*** Dataset ***

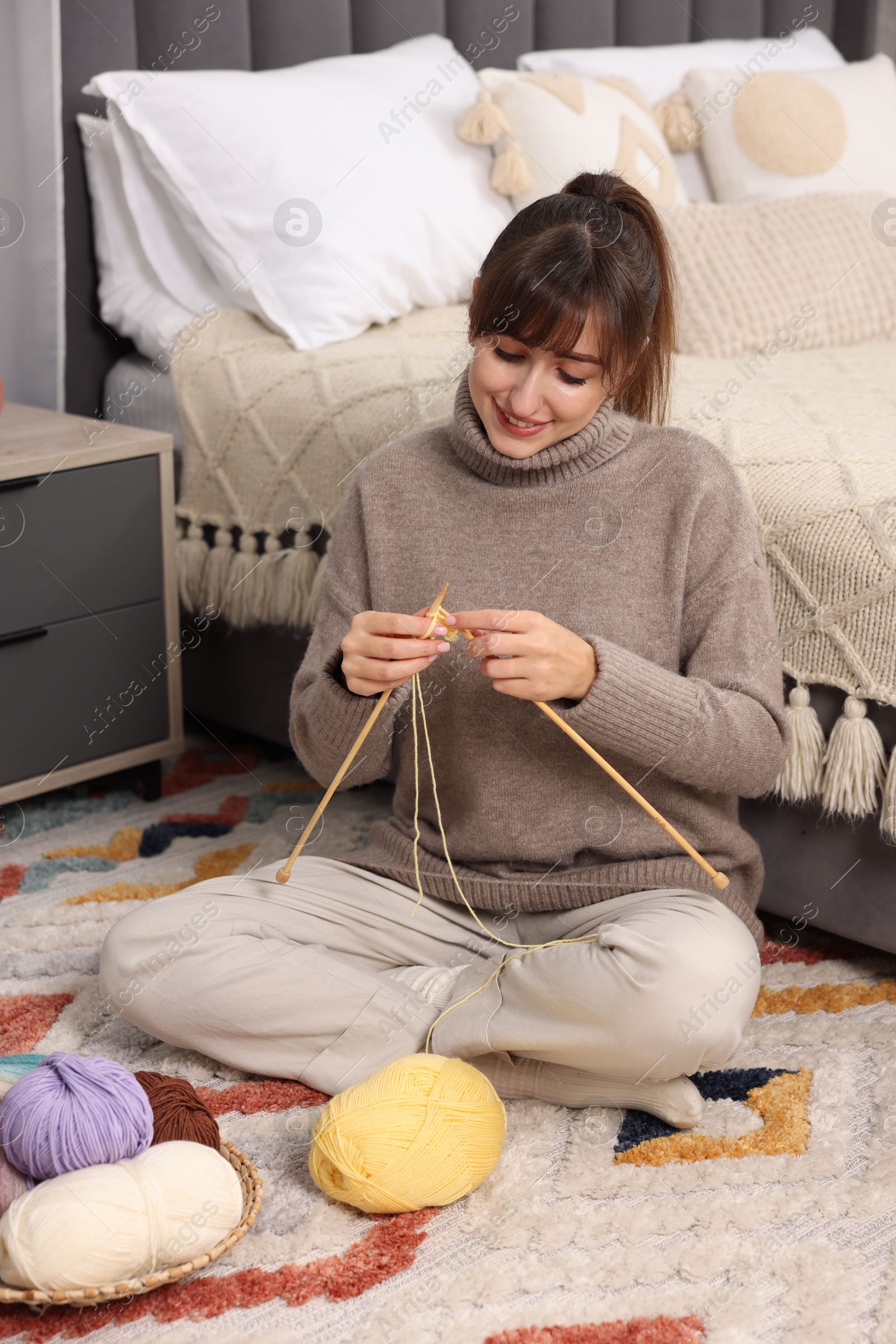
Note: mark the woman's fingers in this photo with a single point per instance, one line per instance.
(386, 648)
(382, 647)
(367, 676)
(494, 618)
(395, 624)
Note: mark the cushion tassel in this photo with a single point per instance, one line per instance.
(855, 762)
(269, 571)
(296, 569)
(511, 173)
(244, 584)
(193, 555)
(802, 775)
(484, 123)
(888, 808)
(678, 123)
(217, 573)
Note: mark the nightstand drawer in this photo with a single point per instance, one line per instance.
(78, 542)
(82, 690)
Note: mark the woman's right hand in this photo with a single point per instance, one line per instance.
(378, 655)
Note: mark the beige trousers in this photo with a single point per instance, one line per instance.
(293, 980)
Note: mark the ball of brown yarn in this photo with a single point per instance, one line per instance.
(178, 1110)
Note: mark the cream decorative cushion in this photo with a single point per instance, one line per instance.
(787, 133)
(559, 124)
(782, 275)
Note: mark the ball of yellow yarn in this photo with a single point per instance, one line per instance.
(423, 1131)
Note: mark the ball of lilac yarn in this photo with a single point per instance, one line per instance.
(72, 1112)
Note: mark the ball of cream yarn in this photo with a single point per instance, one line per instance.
(423, 1131)
(110, 1224)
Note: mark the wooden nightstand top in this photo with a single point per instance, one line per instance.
(34, 441)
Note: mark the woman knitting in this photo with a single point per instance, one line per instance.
(625, 585)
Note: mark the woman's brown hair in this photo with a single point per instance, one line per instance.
(594, 249)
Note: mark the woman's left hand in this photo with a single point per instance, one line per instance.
(530, 656)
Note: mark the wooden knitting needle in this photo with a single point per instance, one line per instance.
(719, 880)
(282, 874)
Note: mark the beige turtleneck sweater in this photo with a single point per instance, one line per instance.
(641, 541)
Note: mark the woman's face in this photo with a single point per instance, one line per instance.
(531, 398)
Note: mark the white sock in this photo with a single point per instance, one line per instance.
(515, 1078)
(430, 983)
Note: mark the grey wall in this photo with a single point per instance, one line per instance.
(32, 271)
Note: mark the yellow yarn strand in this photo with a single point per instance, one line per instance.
(521, 948)
(416, 687)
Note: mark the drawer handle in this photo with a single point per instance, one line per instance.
(21, 483)
(18, 636)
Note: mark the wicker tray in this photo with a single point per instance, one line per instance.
(251, 1183)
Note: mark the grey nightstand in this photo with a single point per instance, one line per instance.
(89, 676)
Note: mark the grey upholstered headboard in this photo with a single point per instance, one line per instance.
(262, 34)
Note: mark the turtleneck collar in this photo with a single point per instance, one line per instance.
(605, 436)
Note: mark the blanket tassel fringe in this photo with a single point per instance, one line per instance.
(855, 762)
(888, 807)
(281, 587)
(802, 775)
(193, 555)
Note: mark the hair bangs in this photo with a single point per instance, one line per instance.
(590, 261)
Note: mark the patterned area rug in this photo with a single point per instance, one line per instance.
(774, 1222)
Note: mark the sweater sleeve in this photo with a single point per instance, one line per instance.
(325, 717)
(720, 722)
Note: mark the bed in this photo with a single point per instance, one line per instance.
(272, 433)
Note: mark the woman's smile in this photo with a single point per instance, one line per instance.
(521, 428)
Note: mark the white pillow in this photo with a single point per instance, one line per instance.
(659, 72)
(792, 135)
(334, 194)
(132, 299)
(561, 125)
(170, 249)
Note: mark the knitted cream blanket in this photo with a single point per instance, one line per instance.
(272, 437)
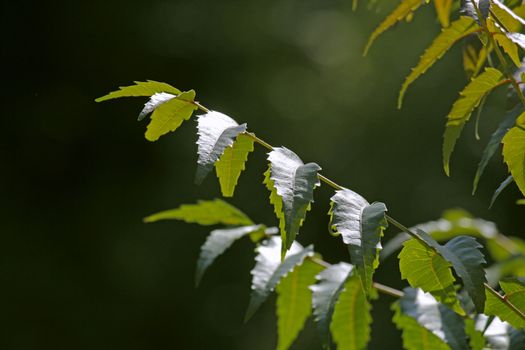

*** End of Dataset ***

Exercise instructions: Each line above should be written out again exactly, and no picture should appear in the copy.

Finished task:
Note: mark the woman's fingers in this photo with a single point per instance, one line per instance.
(386, 648)
(382, 647)
(367, 676)
(494, 618)
(395, 624)
Note: mark the cushion tassel in this photo with a single point per instance, one line per instance.
(855, 762)
(269, 571)
(296, 569)
(511, 173)
(244, 584)
(193, 555)
(802, 775)
(484, 123)
(888, 808)
(678, 123)
(217, 573)
Note: mark the nightstand drawer in this photo with a single point per instance, one line per instance.
(78, 542)
(82, 690)
Note: mark the woman's right hand in this photo with a single point per instance, one line per instance.
(378, 655)
Note: mark the beige trousers in this photo with a single point per instance, one line per instance.
(293, 980)
Note: mark the ball of brown yarn in this photo with a single point per instance, one line per instance.
(178, 1110)
Note: mark the cream decorative cushion in this photo with a single point per instance, one line per instance.
(787, 133)
(559, 124)
(782, 275)
Note: mark the ball of yellow yarn in this photo with a single point per instance, one line per instance.
(423, 1131)
Note: mark the ball of lilac yarn in this photo with a single point per instance, one line per instance.
(72, 1112)
Note: mark the ball of cream yarn in this photo with a single point per instance, one line per instance.
(423, 1131)
(110, 1224)
Note: mark the wooden nightstand top in this photo with a single point per instance, one line per instance.
(34, 441)
Note: mark the woman knitting in this photo with a single point per instance, one line per instance.
(625, 585)
Note: mark the woman's brown hair in this photo with a single point per instance, one line per instance.
(594, 249)
Note: mark the woman's left hand in this photo with a single point per instance, one line per instance.
(530, 656)
Note: mark the wooden knitting needle in this photo with a single point per instance, one line per instance.
(719, 880)
(282, 874)
Note: mark the beige turtleneck sweater in this photo with a single point per instance, one line per instance.
(641, 541)
Note: mark the woman's face in this photo with a single point per instance, one line per instance.
(531, 398)
Note: mark the white sock in this photo with a single point per instance, one line per instance.
(515, 1078)
(430, 983)
Note: mark the grey wall in this photo with a single point per instance, one line per instance.
(32, 271)
Note: mark the yellow yarn strand in this photo with a single point per instance, one line per instance.
(521, 948)
(416, 687)
Note: mark the drawer handle in this photo with a single point per instance, one line per instance.
(21, 483)
(18, 636)
Note: mark the wicker tray in this photo with a single point per instance, one line per instance.
(251, 1183)
Note: mark the grey nightstand in this photo with a single point per instance, one line per instance.
(89, 676)
Note: mark the grey upholstered headboard in this photo with a single point per instance, one line per instance.
(262, 34)
Note: mark the turtleneck collar in this photo with a single point per instance, one line per instance.
(605, 436)
Note: mark the blanket tassel fringe in this photo with a single point per instance, one line per instance.
(855, 762)
(888, 807)
(281, 587)
(802, 775)
(193, 555)
Note: mark the hair bangs in this photo with a single point per instance, one line per instance.
(590, 261)
Note: mark the patterned area rug in this photo with a single point per instance, one line per instance.
(774, 1222)
Note: mark the sweater sleeve in this photo with a single point per instance, one line per instance.
(325, 717)
(720, 722)
Note: mark the bed in this photo with a single point per instance, one line per instance.
(272, 433)
Note: mark the woman's smile in this photo with a single point per instance, one line per instance.
(521, 428)
Note: mark the white pillow in this photo with a single point per instance, one line per instance.
(659, 72)
(792, 135)
(334, 194)
(132, 299)
(561, 125)
(170, 249)
Note: mark the knitted cream blanket in this photo with a single point per instance, one line per instance.
(272, 437)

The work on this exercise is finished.